Excerpted text:
Evolutionary biologist

John R. Stinchcombe (born 1974) is an American and Canadian ecological geneticist who is a professor of ecology and evolutionary biology at the University of Toronto. His research is on the ecology of natural selection, and the role of genetics in facilitating or constraining evolution, focusing almost exclusively on plants.

== Early life and education ==
Stinchcombe grew up in Syracuse, NY, USA, in an outdoors-loving family. He was an undergraduate at Bucknell University, graduating in 1996. He then spent a summer working for the National Marine Fisheries Service, in Washington, D.C., before starting his Ph.D. at Duke University in 1996. He started in the Zoology Department, and finished his PhD in 2001 in the Biology Department, with a Certificate in Ecology. His PhD research was on the evolution of resistance and tolerance to herbivory in the Ivyleaf morning glory (Ipomoea hederacea). Stinchcombe's post-doctoral work was at Brown University, working with Johanna Schmitt. His work there was on flowering time clines and genetics in mouse ear cress (Arabidopsis thaliana), as well as growth plasticity in touch-me-nots (Impatiens capensis).

== Research and career ==
Stinchcombe started a faculty position at the University of Toronto in 2005, in the Botany Department, and joined the Department of Ecology and Evolutionary Biology at its creation.

Stinchcombe's research is on plant ecological genetics. Topics investigated by his lab include the genetics of flowering time, clines, phenotypic plasticity, plant-microbe interactions, natural selection in the field, evolution of gene expression, and the evolution of herbicide resistance.

Stinchcombe served as the Secretary for the Society for the Study of Evolution, and since 2013 he has been the Director of the Koffler Scientific Reserve, the University of Toronto's field research station.

Data listing:

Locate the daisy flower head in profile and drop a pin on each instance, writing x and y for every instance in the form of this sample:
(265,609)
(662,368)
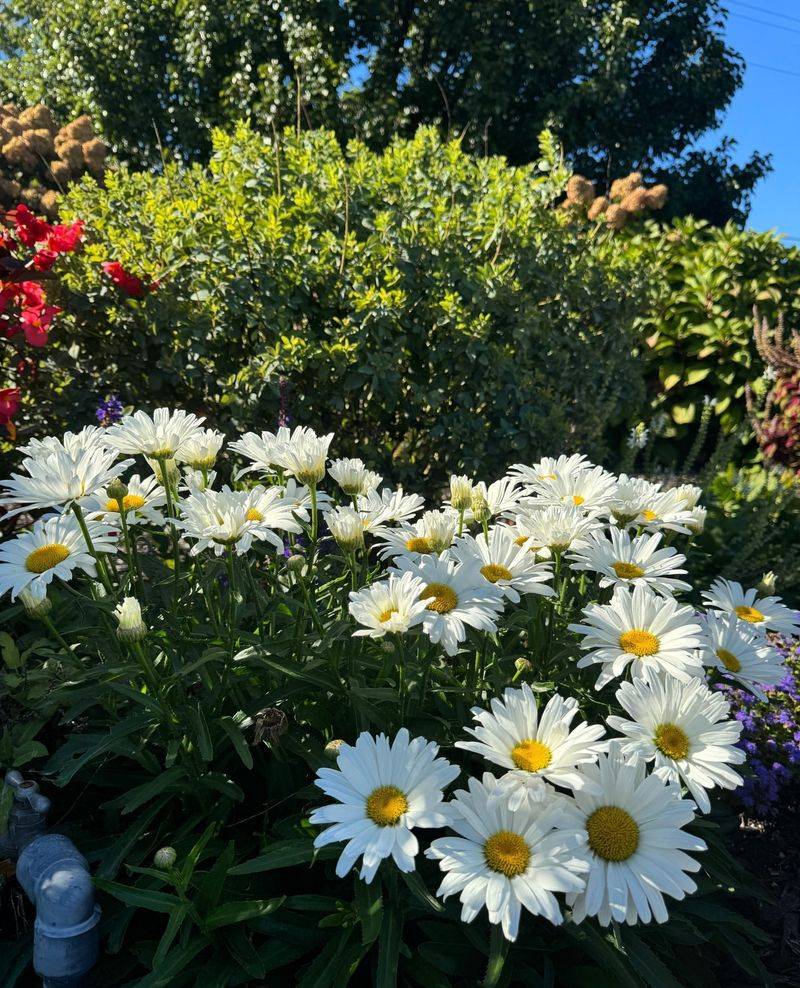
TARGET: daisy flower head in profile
(637,845)
(382,792)
(533,747)
(508,860)
(52,547)
(160,437)
(740,654)
(761,614)
(685,729)
(59,479)
(433,533)
(510,567)
(651,634)
(353,477)
(141,504)
(623,561)
(456,597)
(391,606)
(222,519)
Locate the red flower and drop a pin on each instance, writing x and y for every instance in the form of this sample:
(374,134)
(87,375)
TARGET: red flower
(63,239)
(30,230)
(36,323)
(126,281)
(9,406)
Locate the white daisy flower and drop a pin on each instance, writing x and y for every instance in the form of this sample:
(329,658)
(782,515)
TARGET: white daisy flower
(455,596)
(160,437)
(513,735)
(433,533)
(382,793)
(636,842)
(508,860)
(304,455)
(630,498)
(555,529)
(729,645)
(141,504)
(353,477)
(347,527)
(510,567)
(762,614)
(590,490)
(58,479)
(389,606)
(53,547)
(623,561)
(200,450)
(684,728)
(550,468)
(641,630)
(218,519)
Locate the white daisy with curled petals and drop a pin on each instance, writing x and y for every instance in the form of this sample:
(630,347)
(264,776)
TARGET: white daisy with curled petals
(623,561)
(531,746)
(52,547)
(685,729)
(739,653)
(456,596)
(382,793)
(510,567)
(761,614)
(390,606)
(508,860)
(636,842)
(639,629)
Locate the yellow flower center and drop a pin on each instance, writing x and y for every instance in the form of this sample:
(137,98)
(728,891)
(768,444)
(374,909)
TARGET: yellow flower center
(442,598)
(129,503)
(46,557)
(385,805)
(531,755)
(671,741)
(419,545)
(627,571)
(493,572)
(613,833)
(729,660)
(507,853)
(750,614)
(639,642)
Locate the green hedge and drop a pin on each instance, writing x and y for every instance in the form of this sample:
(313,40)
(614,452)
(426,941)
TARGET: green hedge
(433,307)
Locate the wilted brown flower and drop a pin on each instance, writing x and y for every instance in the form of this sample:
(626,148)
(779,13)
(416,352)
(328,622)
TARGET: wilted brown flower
(580,190)
(598,207)
(616,216)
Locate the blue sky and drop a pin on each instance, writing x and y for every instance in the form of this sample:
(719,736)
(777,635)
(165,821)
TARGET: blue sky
(765,113)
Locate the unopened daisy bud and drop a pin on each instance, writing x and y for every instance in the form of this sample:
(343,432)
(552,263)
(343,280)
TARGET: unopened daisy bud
(117,491)
(460,492)
(481,511)
(346,527)
(296,563)
(35,607)
(767,585)
(131,626)
(332,749)
(165,858)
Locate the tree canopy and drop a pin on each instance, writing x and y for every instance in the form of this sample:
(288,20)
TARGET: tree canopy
(626,83)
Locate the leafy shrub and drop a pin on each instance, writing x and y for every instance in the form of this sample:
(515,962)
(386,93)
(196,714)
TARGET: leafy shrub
(435,308)
(185,724)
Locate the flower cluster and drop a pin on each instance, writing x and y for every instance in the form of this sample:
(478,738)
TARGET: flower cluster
(571,808)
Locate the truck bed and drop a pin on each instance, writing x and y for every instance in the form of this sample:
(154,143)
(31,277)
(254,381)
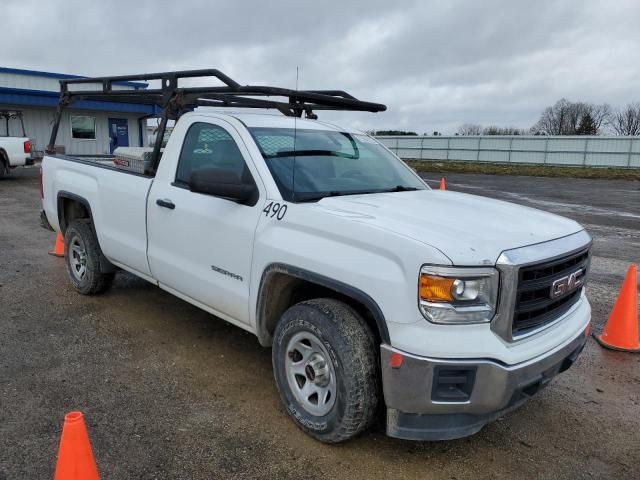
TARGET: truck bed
(116,198)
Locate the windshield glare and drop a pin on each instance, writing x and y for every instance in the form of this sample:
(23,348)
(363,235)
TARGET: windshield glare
(330,163)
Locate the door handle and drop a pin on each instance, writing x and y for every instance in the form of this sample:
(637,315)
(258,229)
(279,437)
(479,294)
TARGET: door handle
(165,203)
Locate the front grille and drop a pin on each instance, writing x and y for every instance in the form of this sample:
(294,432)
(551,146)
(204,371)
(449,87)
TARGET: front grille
(534,306)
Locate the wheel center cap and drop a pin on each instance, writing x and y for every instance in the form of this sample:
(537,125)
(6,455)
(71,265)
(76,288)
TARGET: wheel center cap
(317,370)
(311,374)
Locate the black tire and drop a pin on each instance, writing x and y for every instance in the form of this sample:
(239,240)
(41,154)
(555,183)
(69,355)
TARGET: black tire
(80,234)
(352,349)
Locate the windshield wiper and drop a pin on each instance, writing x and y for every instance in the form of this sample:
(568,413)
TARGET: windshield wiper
(314,153)
(315,196)
(400,188)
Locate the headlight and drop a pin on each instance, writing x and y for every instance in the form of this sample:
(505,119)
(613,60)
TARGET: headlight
(458,295)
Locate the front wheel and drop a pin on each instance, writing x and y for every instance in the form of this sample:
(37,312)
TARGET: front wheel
(325,364)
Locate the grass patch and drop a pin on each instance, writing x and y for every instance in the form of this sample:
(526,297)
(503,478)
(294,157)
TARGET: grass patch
(439,166)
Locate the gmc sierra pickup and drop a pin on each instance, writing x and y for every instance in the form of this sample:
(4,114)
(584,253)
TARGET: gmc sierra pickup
(373,290)
(14,151)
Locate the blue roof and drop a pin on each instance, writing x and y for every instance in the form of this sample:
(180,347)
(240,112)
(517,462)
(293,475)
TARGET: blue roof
(61,76)
(43,98)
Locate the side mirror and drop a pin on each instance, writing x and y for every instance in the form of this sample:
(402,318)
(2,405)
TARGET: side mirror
(221,182)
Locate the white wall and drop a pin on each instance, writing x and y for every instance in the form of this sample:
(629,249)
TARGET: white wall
(588,151)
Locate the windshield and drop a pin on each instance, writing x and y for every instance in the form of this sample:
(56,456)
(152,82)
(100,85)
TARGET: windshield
(329,163)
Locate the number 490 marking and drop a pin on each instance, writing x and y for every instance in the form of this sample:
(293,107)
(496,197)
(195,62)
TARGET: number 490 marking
(275,209)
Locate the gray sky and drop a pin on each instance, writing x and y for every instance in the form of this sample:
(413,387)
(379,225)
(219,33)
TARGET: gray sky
(435,65)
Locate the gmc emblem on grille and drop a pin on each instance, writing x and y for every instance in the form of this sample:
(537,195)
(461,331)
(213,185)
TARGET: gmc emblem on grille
(567,284)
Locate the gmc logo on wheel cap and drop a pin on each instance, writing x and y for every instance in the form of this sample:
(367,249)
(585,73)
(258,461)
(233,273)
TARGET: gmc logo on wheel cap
(567,284)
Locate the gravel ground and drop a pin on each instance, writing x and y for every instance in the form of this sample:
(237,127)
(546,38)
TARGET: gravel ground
(169,391)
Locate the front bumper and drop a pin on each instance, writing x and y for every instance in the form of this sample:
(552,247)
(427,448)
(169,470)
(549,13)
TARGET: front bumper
(441,399)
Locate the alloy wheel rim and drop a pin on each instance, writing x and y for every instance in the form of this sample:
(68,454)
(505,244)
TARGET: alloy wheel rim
(310,373)
(77,258)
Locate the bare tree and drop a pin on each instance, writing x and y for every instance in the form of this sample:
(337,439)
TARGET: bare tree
(469,129)
(601,115)
(565,118)
(626,120)
(495,130)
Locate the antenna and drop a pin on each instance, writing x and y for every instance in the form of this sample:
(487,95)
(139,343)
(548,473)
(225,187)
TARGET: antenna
(295,136)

Work instructions:
A - In the Stinchcombe biography, what two subjects does his research cover, and what does the text say that explains calling it plant ecological genetics? Answer in one to three sentences.
B - In the Stinchcombe biography, what was the subject of his PhD research?

Responses to the tasks:
A - His research covers the ecology of natural selection and the role of genetics in facilitating or constraining evolution. It is called plant ecological genetics because it focuses almost exclusively on plants.

B - The evolution of resistance and tolerance to herbivory in the Ivyleaf morning glory (Ipomoea hederacea).